SUPPLIED PASSAGE:
----------------------------------------

The Seven Valleys can be viewed as the physical manifestation of the stages encountered by the Sufi’s Way. The Sufi’s Way is a carefully prescribed method of obtaining enlightenment that occurs in a particular order.
A version of the metaphor “the birds were on fire” appears throughout the poem, which is used to indicate religious elevation or intensity. Though the poet repeats many metaphors to create a narrative cohesiveness to disjointed stories, Attar’s decision to use fire as a metaphor for religious fervor is especially noteworthy for its subversiveness. The Zoroastrians, a religious group that occupied Iran prior to Islam, worshipped fire. This would have been considered idol worship, which is not allowed in Islam. Attar’s constant reference to fire as a symbol of religious fervor would have been scandalous to Islamic orthodoxy, and underscores Sufism as a religious sect in conflict with this orthodoxy.
In Islam, it is forbidden to drink alcohol, but figurative language containing wine or stories about drunkenness appear often throughout the poem. Attar usually portrays these things positively as a method to question the validity of common religious and social conventions. They are also used, in terms of the religious persecution of Sufis, as a metaphor for the forbidden intoxication of mysticism.

----------------------------------------

Rows from a pointing dataset

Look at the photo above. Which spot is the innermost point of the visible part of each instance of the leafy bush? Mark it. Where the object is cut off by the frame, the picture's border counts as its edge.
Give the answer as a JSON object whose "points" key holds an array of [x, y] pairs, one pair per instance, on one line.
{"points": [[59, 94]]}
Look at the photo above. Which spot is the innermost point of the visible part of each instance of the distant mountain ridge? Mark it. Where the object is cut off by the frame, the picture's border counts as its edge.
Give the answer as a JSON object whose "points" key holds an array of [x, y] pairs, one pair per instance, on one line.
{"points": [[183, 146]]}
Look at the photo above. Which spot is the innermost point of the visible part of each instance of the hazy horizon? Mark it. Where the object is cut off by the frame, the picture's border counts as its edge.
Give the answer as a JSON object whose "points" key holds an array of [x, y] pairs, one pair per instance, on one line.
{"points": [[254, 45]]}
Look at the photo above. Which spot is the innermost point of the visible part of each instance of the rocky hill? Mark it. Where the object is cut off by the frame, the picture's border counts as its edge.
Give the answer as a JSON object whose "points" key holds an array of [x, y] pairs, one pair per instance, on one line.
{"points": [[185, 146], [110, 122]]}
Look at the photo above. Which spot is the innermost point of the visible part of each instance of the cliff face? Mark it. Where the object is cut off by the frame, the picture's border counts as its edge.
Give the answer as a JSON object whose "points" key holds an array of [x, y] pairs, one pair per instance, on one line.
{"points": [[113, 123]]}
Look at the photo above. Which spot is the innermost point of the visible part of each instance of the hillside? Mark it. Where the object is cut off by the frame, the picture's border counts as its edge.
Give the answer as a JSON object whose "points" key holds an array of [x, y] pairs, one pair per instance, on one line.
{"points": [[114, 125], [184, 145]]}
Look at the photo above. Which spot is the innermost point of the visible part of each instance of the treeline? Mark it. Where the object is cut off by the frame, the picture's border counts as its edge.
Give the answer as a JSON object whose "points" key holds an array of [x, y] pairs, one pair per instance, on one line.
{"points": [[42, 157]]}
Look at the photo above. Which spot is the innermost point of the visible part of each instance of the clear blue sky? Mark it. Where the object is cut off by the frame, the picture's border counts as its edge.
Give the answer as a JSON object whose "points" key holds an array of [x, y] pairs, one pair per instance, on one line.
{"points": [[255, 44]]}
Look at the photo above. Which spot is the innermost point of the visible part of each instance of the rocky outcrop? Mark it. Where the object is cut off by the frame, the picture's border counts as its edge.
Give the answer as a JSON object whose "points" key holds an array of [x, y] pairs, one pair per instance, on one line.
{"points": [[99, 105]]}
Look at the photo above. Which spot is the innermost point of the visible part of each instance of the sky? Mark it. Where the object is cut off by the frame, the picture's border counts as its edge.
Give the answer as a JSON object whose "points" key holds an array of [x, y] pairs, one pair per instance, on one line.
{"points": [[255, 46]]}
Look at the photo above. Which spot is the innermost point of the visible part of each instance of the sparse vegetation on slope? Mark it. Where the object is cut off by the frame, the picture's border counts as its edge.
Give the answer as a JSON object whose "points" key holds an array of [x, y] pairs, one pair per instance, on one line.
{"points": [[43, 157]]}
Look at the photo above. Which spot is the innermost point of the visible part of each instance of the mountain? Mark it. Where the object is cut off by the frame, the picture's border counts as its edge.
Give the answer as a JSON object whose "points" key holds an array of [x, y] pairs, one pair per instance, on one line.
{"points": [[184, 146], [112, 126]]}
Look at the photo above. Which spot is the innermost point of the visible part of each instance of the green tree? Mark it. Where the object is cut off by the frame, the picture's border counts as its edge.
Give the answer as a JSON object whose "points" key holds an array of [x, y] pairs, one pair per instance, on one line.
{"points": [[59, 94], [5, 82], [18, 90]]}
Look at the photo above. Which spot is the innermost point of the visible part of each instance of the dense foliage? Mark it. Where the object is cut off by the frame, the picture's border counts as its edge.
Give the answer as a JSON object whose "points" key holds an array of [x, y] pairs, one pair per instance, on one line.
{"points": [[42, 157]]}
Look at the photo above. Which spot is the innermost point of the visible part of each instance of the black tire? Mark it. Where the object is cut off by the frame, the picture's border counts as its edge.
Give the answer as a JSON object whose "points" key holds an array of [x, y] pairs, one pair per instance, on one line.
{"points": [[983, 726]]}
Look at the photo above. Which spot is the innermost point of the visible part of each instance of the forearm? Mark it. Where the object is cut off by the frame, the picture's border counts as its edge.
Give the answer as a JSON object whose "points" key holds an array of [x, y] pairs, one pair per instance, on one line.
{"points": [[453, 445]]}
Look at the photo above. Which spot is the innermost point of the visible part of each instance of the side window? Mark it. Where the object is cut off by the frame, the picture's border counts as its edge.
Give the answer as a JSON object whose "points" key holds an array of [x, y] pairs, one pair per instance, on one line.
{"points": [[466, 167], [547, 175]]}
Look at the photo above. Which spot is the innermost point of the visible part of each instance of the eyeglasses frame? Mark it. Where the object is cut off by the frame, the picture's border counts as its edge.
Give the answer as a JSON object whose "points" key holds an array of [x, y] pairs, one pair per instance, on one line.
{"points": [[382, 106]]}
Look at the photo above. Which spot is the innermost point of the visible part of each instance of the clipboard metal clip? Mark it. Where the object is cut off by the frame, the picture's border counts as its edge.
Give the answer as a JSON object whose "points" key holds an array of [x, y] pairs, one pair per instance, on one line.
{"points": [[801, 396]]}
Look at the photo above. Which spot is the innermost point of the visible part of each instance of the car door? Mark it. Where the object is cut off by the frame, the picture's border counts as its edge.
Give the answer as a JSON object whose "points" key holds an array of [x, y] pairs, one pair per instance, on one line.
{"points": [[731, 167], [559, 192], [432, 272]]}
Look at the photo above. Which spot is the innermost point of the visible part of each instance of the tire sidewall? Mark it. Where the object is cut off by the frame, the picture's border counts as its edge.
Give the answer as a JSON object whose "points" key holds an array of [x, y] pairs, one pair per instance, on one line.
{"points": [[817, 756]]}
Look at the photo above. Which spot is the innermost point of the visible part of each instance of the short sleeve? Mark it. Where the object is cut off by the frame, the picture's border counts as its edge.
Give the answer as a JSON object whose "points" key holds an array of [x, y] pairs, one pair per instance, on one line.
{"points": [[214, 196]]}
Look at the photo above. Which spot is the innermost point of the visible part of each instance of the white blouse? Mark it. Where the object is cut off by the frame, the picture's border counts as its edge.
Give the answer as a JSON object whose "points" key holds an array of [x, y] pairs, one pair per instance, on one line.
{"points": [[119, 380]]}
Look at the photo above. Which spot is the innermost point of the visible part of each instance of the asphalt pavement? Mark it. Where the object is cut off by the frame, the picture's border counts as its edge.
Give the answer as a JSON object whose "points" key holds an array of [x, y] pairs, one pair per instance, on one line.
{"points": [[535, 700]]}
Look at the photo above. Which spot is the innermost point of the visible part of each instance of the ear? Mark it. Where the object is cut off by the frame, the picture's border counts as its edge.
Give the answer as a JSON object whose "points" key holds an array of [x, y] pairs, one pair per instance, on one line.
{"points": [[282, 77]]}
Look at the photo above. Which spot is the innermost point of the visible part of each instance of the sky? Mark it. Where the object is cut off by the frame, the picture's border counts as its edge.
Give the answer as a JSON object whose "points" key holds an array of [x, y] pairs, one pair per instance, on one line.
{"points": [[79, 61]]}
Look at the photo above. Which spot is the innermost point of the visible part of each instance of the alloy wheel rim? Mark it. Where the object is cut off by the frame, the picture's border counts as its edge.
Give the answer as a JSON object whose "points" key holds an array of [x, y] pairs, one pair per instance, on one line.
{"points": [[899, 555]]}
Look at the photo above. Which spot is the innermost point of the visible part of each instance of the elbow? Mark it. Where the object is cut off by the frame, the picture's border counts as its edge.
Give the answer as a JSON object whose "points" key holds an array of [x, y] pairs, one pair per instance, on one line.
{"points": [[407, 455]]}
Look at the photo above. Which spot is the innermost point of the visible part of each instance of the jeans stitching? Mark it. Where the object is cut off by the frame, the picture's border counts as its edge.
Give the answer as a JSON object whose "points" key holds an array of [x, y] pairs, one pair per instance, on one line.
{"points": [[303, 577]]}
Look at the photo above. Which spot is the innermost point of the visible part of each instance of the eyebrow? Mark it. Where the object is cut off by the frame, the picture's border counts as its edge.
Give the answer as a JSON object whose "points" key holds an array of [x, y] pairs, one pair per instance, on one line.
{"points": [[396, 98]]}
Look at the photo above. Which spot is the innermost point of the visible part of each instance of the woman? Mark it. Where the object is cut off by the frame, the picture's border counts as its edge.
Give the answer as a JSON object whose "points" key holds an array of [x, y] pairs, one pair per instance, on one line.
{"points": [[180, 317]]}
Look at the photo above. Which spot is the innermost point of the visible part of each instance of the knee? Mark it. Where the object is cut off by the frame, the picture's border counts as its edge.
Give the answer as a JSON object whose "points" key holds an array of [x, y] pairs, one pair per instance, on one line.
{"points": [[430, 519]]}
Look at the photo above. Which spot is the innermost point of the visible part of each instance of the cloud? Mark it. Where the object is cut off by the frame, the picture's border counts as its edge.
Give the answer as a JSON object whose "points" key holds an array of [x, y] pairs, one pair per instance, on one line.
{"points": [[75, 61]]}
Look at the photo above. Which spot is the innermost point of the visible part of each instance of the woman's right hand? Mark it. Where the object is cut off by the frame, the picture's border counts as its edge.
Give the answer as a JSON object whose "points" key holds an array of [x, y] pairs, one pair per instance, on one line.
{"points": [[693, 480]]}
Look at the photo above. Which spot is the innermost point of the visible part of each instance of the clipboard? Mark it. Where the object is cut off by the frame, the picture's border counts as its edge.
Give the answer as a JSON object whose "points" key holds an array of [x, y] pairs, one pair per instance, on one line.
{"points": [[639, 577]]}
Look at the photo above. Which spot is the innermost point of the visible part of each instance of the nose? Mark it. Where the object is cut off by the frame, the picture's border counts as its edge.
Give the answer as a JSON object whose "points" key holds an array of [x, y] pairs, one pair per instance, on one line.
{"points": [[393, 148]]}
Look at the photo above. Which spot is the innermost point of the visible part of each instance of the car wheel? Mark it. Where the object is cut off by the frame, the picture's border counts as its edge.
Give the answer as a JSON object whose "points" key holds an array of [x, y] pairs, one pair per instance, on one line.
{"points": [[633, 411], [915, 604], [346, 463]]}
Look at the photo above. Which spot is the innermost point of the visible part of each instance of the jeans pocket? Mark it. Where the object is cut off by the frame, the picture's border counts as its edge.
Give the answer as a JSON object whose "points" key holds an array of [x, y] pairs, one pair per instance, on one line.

----------------------------------------

PROBLEMS TO WORK ON:
1) Print the stretch of the listing from the line containing "the car wheel?" through the final line of the listing, word for word and with both ends included.
2) Write a continuation of the passage on Attar's poem, starting after its last sentence.
The passage on Attar's poem and the listing are unrelated pieces of material.

ANSWERS TO THE EXERCISE:
1)
Look at the photo above. Which spot is the innermost point of the visible part of each instance of the car wheel? Mark it. Where the object is cut off by the frame, the picture's border counts as its edge.
Give the answer as a JSON object whose "points" key holds an array of [x, y] pairs, one pair per instance, on one line.
{"points": [[633, 411], [915, 604], [346, 463]]}
Look at the photo above. Which spot is the innermost point of the visible part of each instance of the jeans pocket? Mark it. Where the object is cut off by the frame, the picture's border counts as its edge.
Give the answer as a JSON object whose "points" key holds an array of [x, y] pairs, one pair per instance, on one line.

2)
Joseph is the most frequently mentioned character in the hoopoe’s stories. He is a biblical character, the favorite son of Jacob, who was hidden in a well by his jealous brothers and sold as a slave in Egypt. His physical beauty is often a symbol for the divine, and he appears throughout the book concerning themes of gratitude, authority tempered by understanding, and mercy.
Ayaz was the favorite slave of Sultan Mahmoud of Ghazna. It was the archetypal tale of a slave raised to the highest honors by his king, and Attar frequently uses this relationship in the hoopoe’s stories as a metaphor of the mystic’s relationship with God.